## Task objective
Swap "Positions" for "Coordinates" in the part of the listing that opens with the line containing "If you could tag the leafy" and runs through the end of the listing. Write out only those lines, with nothing else changed.

Stored dataset items

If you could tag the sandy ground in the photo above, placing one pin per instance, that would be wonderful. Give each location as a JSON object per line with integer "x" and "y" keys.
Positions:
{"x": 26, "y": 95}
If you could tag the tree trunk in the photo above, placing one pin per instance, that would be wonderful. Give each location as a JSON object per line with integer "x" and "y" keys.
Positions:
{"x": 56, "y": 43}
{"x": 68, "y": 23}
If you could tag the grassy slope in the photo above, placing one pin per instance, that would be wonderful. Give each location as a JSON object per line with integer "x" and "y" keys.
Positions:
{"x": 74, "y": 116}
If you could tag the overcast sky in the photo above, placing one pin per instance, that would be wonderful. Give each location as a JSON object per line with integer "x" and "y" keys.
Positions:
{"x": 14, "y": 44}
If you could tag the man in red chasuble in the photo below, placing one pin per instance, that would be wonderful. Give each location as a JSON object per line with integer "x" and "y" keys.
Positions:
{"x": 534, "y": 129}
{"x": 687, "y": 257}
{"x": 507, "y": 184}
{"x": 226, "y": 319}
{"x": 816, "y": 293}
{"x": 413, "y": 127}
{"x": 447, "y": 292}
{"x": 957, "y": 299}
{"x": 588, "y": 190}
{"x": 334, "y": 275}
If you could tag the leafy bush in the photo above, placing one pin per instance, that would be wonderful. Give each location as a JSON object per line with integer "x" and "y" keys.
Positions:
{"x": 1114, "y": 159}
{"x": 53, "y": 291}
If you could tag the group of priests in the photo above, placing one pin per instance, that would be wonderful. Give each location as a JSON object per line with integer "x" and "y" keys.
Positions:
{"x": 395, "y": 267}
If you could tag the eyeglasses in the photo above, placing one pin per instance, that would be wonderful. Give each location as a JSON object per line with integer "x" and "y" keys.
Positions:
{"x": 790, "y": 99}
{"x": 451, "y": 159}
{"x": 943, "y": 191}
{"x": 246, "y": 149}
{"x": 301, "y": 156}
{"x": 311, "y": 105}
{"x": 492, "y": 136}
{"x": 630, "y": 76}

## Solution for this problem
If you could tag the leafy bush in the photo above, placing one pin per instance, that would be wonderful. Give each location as a JSON object per line with integer "x" and "y" keys.
Coordinates:
{"x": 1114, "y": 159}
{"x": 53, "y": 291}
If you could tag the group of priests in the photo above, placing one pin per instance, that would be wonderful. Give each location as a JSON object per line with integer "x" and "y" keys.
Coordinates:
{"x": 395, "y": 267}
If you could tag the eyeglasses in the photo above, placing one pin per instance, that would be wonderful. Give each location as a JSON object per line with integer "x" and "y" keys.
Coordinates:
{"x": 790, "y": 99}
{"x": 451, "y": 159}
{"x": 943, "y": 191}
{"x": 246, "y": 149}
{"x": 301, "y": 156}
{"x": 311, "y": 105}
{"x": 492, "y": 136}
{"x": 630, "y": 76}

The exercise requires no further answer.